### Try it
Since the entries below must stay intact, return each one exactly.
_ _ _
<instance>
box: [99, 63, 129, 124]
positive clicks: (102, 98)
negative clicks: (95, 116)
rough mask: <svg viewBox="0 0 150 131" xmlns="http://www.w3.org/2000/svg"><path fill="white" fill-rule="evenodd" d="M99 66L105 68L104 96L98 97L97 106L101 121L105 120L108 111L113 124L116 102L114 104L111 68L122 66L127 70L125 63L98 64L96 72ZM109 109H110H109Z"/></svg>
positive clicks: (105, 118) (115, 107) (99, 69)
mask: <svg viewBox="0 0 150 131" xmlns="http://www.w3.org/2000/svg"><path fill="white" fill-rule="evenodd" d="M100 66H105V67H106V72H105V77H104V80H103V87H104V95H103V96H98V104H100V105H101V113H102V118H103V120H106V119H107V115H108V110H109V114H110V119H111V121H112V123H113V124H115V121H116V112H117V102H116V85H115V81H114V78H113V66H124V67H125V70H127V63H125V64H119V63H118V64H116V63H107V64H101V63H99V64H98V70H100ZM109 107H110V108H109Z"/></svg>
_ _ _
### Answer area
<instance>
box: [99, 63, 129, 124]
positive clicks: (102, 98)
negative clicks: (95, 116)
rough mask: <svg viewBox="0 0 150 131" xmlns="http://www.w3.org/2000/svg"><path fill="white" fill-rule="evenodd" d="M99 66L105 68L104 96L98 97L97 106L101 121L105 120L108 111L113 124L116 102L114 104L111 68L122 66L127 70L125 63L98 64L96 72ZM109 109H110H109Z"/></svg>
positive clicks: (105, 118) (115, 107) (99, 69)
mask: <svg viewBox="0 0 150 131" xmlns="http://www.w3.org/2000/svg"><path fill="white" fill-rule="evenodd" d="M100 66H105V67H106V72H105V77H104V80H103V87H104V95H103V96H98V104H100V105H101V113H102V118H103V120H106V119H107V115H108V110H109V114H110V119H111V121H112V123H113V124H115V121H116V112H117V102H116V85H115V81H114V78H113V66H124V67H125V70H127V63H125V64H119V63H118V64H116V63H107V64H101V63H99V64H98V70H100ZM109 107H110V108H109Z"/></svg>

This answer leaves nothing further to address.